▸ **PASSAGE**
________

Many of Frum’s and Perle’s criticisms of Arab and Muslim governments in the Middle East are accurate. Yet almost all the governments in the Middle East have long records of systemic abuses against civilians — thus raising doubts about the wisdom or justice of the United States’s massively intervening on one side to smite all potential opponents.
After its 1982 invasion of Lebanon, Israel maintained control over a swath of land in south Lebanon, to protect itself from terrorist attacks by Hezbollah and others. From 1993 to 1999, the Israeli Defense Forces (IDF) and its South Lebanon Army proxies killed at least 355 Lebanese civilians while Muslim guerrillas in Lebanon killed 9 Israeli civilians, according to B’Tselem, Israel’s premier human rights organization.
This 40-to-1 kill ratio of civilians was largely the result of the Israelis’ expansive use of force. In 1993 and 1996 Israel launched massive shelling campaigns on Lebanese villages in order to stampede hundreds of thousands of people north toward Beirut and to empty the territory of any possible Hezbollah supporters.

________

▸ **RECORD EXTRACTS**

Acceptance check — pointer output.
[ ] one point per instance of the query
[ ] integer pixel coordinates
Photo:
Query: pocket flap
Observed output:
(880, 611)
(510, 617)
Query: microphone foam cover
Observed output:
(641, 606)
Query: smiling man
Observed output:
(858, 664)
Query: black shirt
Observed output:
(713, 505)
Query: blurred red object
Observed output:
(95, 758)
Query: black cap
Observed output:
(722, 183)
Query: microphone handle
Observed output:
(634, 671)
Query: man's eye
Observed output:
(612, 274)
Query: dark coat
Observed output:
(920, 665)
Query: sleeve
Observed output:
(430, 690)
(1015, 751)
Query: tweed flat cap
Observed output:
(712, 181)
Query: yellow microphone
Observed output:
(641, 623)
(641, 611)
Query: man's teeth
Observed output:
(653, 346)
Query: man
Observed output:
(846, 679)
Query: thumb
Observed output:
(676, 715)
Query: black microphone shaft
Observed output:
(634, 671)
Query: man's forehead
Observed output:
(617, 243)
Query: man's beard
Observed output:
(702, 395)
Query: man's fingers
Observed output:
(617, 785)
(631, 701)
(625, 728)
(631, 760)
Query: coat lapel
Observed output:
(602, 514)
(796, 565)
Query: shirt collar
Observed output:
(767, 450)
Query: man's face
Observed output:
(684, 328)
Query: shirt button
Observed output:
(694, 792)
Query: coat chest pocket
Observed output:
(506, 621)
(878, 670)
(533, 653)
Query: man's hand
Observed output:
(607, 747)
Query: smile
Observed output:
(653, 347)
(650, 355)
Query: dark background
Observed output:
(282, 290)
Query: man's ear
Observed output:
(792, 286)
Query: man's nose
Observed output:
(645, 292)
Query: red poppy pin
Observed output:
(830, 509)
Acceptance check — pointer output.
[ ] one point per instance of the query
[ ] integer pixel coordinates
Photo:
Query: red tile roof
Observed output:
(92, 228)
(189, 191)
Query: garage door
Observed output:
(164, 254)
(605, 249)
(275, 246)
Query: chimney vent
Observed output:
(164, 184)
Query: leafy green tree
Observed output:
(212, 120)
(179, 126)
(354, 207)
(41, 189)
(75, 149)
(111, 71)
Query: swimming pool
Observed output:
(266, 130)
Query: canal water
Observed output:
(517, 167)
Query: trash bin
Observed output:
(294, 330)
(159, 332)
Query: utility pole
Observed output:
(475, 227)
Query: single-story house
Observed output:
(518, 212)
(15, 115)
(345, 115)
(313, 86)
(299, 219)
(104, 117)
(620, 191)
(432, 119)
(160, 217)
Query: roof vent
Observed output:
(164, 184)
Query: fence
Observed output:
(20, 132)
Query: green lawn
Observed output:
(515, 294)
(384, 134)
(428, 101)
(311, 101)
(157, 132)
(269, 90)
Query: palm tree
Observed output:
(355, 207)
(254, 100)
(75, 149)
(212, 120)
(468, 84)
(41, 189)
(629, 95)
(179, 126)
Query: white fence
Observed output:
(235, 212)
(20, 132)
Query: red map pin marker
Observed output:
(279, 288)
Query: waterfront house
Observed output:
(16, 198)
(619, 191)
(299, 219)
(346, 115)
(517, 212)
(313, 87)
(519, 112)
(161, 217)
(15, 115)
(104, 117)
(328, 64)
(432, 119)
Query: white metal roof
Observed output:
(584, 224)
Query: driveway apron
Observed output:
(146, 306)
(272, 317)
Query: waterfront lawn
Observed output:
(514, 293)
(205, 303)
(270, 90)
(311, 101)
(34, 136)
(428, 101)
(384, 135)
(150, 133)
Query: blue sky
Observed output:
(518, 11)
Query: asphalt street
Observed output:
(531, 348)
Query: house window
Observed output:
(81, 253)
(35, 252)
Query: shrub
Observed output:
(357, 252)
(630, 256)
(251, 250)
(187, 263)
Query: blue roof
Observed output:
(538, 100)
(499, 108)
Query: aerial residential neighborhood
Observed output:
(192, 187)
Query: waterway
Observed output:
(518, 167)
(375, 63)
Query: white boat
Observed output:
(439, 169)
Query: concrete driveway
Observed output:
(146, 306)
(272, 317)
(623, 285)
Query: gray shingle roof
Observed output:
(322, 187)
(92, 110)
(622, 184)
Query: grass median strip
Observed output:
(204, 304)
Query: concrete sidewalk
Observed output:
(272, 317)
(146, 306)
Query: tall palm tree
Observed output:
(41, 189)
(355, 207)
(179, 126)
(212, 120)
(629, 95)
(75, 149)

________

▸ **YOUR GOAL**
From the passage on Israel and south Lebanon above, return word for word the stretch that opens with the words "Many of Frum’s" and closes with "human rights organization.".

▸ **ANSWER TO THE EXERCISE**
Many of Frum’s and Perle’s criticisms of Arab and Muslim governments in the Middle East are accurate. Yet almost all the governments in the Middle East have long records of systemic abuses against civilians — thus raising doubts about the wisdom or justice of the United States’s massively intervening on one side to smite all potential opponents.
After its 1982 invasion of Lebanon, Israel maintained control over a swath of land in south Lebanon, to protect itself from terrorist attacks by Hezbollah and others. From 1993 to 1999, the Israeli Defense Forces (IDF) and its South Lebanon Army proxies killed at least 355 Lebanese civilians while Muslim guerrillas in Lebanon killed 9 Israeli civilians, according to B’Tselem, Israel’s premier human rights organization.